Description of the task :: Reproduce the listing below word for word, with no pictures.

Dataset records ::
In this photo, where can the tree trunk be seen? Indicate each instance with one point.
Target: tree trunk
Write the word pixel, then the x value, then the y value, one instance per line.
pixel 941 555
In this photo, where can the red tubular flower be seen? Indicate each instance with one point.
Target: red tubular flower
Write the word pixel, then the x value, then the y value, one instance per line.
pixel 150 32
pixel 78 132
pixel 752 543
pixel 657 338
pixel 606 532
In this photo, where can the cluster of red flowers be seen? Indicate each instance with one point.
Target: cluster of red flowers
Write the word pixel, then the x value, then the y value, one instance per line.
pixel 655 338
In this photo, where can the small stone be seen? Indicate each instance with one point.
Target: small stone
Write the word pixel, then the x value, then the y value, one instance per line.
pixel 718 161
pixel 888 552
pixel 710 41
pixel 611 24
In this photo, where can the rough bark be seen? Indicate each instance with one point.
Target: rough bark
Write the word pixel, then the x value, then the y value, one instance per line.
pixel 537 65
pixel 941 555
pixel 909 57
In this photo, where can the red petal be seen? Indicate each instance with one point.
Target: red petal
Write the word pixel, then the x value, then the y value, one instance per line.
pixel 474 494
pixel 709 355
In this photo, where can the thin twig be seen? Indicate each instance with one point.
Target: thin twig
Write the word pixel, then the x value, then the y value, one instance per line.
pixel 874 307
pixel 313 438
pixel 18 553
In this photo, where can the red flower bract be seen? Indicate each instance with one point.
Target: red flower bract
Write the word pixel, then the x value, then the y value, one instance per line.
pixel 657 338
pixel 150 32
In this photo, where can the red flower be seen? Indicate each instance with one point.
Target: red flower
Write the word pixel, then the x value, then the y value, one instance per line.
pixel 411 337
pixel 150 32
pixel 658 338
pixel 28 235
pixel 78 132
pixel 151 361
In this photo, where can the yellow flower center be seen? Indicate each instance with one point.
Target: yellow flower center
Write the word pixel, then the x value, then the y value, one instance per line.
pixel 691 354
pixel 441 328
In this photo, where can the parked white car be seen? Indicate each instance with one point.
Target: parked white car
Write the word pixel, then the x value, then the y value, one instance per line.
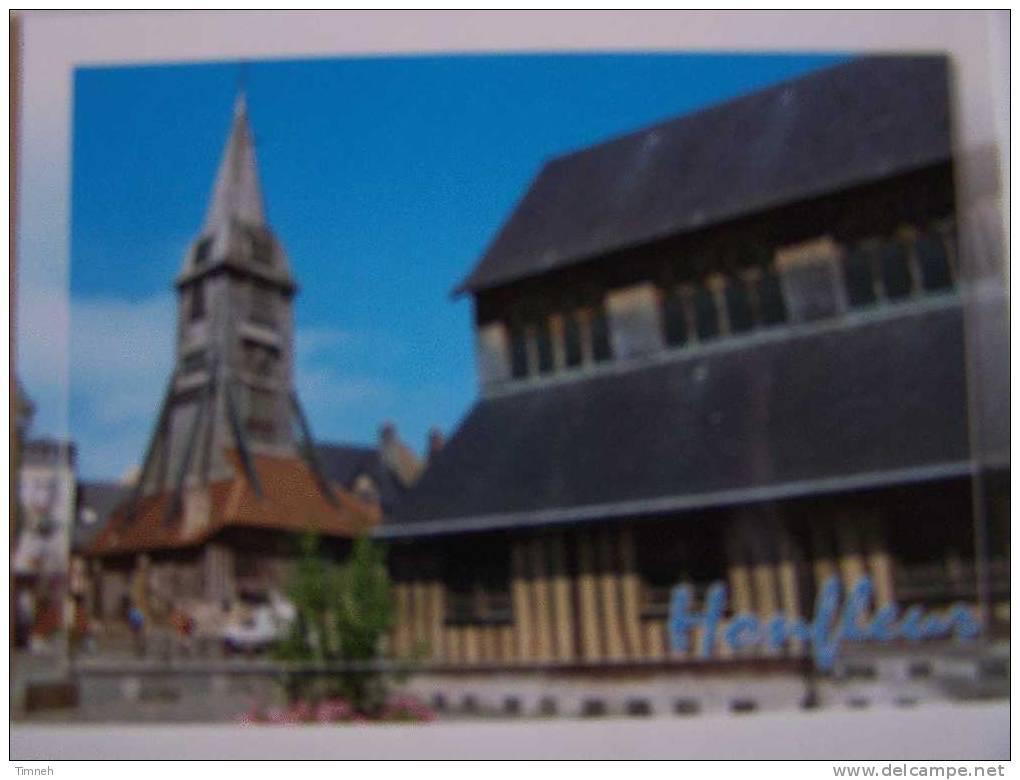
pixel 263 625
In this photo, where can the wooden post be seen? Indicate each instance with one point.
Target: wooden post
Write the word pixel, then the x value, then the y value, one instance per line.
pixel 541 601
pixel 655 639
pixel 631 594
pixel 588 599
pixel 740 579
pixel 821 548
pixel 438 616
pixel 521 602
pixel 609 586
pixel 564 635
pixel 879 562
pixel 789 592
pixel 851 555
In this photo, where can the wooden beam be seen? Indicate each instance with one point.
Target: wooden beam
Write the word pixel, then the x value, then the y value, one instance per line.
pixel 591 645
pixel 523 628
pixel 630 594
pixel 563 607
pixel 609 588
pixel 541 600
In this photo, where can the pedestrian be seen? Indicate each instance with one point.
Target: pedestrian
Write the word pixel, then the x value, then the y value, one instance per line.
pixel 137 621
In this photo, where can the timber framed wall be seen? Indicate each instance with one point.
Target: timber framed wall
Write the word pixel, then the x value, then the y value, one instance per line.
pixel 584 595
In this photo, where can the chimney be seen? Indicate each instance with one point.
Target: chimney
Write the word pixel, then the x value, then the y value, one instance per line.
pixel 397 456
pixel 436 441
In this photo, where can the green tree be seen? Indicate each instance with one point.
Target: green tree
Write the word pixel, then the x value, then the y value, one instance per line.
pixel 343 612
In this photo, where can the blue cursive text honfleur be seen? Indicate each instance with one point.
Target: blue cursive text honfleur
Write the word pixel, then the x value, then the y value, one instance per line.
pixel 829 628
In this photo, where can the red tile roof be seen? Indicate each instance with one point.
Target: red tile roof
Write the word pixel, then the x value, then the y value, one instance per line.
pixel 291 500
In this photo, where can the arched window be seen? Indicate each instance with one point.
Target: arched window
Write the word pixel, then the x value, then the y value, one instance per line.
pixel 197 302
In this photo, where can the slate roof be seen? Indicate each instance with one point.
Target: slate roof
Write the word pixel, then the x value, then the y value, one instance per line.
pixel 828 131
pixel 857 403
pixel 101 498
pixel 343 463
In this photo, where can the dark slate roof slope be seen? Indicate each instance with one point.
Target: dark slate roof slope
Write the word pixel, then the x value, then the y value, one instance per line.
pixel 101 498
pixel 343 463
pixel 845 125
pixel 852 405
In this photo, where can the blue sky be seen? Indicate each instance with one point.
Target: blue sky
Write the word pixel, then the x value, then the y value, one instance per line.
pixel 385 178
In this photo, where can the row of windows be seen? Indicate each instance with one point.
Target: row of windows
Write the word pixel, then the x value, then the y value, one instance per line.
pixel 580 336
pixel 872 272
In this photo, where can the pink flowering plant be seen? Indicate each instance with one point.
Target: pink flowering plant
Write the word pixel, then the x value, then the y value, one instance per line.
pixel 400 709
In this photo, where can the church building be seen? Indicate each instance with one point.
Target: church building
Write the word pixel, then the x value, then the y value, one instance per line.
pixel 232 475
pixel 724 349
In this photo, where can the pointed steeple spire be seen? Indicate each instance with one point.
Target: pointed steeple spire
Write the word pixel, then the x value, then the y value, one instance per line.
pixel 237 194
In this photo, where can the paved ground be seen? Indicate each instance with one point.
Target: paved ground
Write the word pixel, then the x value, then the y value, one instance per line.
pixel 937 732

Final answer ::
In this photo, where can the tree trunk be seen? Indicate each instance with one point.
Target: tree trunk
Write the word pixel, then the x value, then the y value, one instance per line.
pixel 941 555
In this photo, where can the red tubular flower be seen? Indicate each instance with one point.
Target: red tubular flower
Write the word pixel, then the x value, then the y value, one instance per line.
pixel 150 32
pixel 78 132
pixel 752 543
pixel 657 338
pixel 606 532
In this photo, where can the cluster of red flowers be seen? Indicate each instance with one point.
Target: cluster of red flowers
Write the word pixel, then the x value, then the y value, one instance per line.
pixel 655 338
In this photo, where can the small stone be seen? Indicate each instance with one point.
Target: small stone
Write the word pixel, then the x value, then the y value, one instance per line.
pixel 718 161
pixel 888 552
pixel 710 41
pixel 611 24
In this photo, where can the rough bark be seen? Indicate each instance with one point.
Target: rough bark
Write the word pixel, then the x value, then the y value, one instance per line.
pixel 537 65
pixel 941 555
pixel 909 57
In this photo, where can the red petal be seen? Indicate each instance with one point.
Target: red petal
Write the word pixel, then the x value, then the y value, one instance per line.
pixel 474 494
pixel 709 355
In this photo, where can the thin twig be seen? Indicate each instance with one point.
Target: thin twig
Write the word pixel, then the x value, then the y value, one instance per line.
pixel 874 307
pixel 313 438
pixel 18 553
In this photo, where can the red flower bract be seen? Indicate each instance with one point.
Target: red flower bract
Write the word pixel, then the x value, then the y value, one instance per line.
pixel 657 338
pixel 150 32
In this photo, where can the red flower be seen? Indicate each instance with one point.
Target: red flower
Write the word pixel, then the x value, then the y value, one instance per line.
pixel 411 337
pixel 150 32
pixel 658 338
pixel 28 235
pixel 78 132
pixel 151 361
In this photo, where can the yellow flower center be seen? Indicate each instance with one point.
Target: yellow flower center
Write the word pixel, then the x value, then the y value, one instance per line.
pixel 691 354
pixel 441 328
In this photo, where can the parked white car be seen? Indicate each instance with one point.
Target: parked white car
Write the word pixel, then the x value, then the y value, one instance per line.
pixel 263 625
In this photo, where can the wooden post be seen? Indicate each instance with one point.
Target: wooden post
Write the word pixel, then the x value, then the y value, one instance per line.
pixel 541 601
pixel 655 639
pixel 631 594
pixel 588 599
pixel 740 579
pixel 821 548
pixel 438 616
pixel 521 602
pixel 609 586
pixel 564 635
pixel 879 562
pixel 789 592
pixel 851 555
In this photo, where can the wooden beam be seen? Indicate each instance with one point.
Target: wooden beam
Write the word pixel, then the x value, then the y value, one instance per line.
pixel 591 645
pixel 523 628
pixel 630 594
pixel 563 607
pixel 609 588
pixel 541 600
In this photo, where can the pedestrian be seen? Indicate each instance with one point.
Target: pedestrian
Write the word pixel, then the x value, then the y value, one instance per line.
pixel 137 621
In this photo, where can the timber framed wall be seen? Indicate each instance with one point.
Target: timber framed wall
Write the word pixel, then the x value, then the y value, one instance per line.
pixel 584 595
In this photo, where can the chimney be seen? Indicate each instance with one point.
Target: chimney
Write the word pixel, then the x value, then the y value, one instance per line.
pixel 397 456
pixel 436 441
In this photo, where can the green tree be seen? Indicate each instance with one point.
Target: green tree
Write the word pixel, then the x value, then the y value, one instance per line.
pixel 343 612
In this photo, where can the blue cursive text honfleur be seen? Indicate each instance with one point.
Target: blue cursive text honfleur
Write the word pixel, then the x value, then the y value, one instance per line.
pixel 829 628
In this photo, where can the red tile roof be seen? Indicate each instance with one point.
Target: red tile roof
Write the word pixel, then the x value, then the y value, one instance per line.
pixel 291 500
In this photo, where can the arched window be seen? Indicate each instance with one point.
Target: arched window
Write the word pixel, then the x value, then the y value, one instance per line.
pixel 197 302
In this photo, where can the slate roof be seen? Indicate each instance with one point.
Target: slate roof
Write the word pixel, then the x value, then the y value, one instance per line.
pixel 828 131
pixel 857 403
pixel 101 498
pixel 343 463
In this photo, where can the dark slate roof slope be seen? Indicate each instance with one point.
Target: dark slate roof slope
Write the word pixel, then the x value, then the y value, one instance per line.
pixel 101 498
pixel 343 463
pixel 845 125
pixel 852 405
In this photo, where can the blue sky be seen? Indicate each instance with one point.
Target: blue sky
Write the word pixel, then the x value, then the y value, one instance per line.
pixel 385 178
In this photo, where can the row of windows be seen? Indicate each instance with one point.
Target: row of windows
Write the word pixel, then the x value, then the y value, one instance per line.
pixel 580 336
pixel 872 272
In this photo, where can the pink flowering plant be seen? Indicate each instance with one point.
Target: pink flowering plant
Write the word pixel, then the x value, then the y value, one instance per line.
pixel 400 709
In this photo, where can the church building be seen? Indicate each instance with one point.
Target: church building
Write the word pixel, then the x value, then the y value, one instance per line.
pixel 232 475
pixel 724 349
In this photo, where can the pointed steeple spire be seen? Indicate each instance with one point.
Target: pointed steeple spire
Write the word pixel, then the x value, then the y value, one instance per line.
pixel 237 194
In this photo, where can the paved ground be seen? Indicate each instance with one point.
Target: paved ground
Write the word pixel, then the x value, then the y value, one instance per line.
pixel 937 732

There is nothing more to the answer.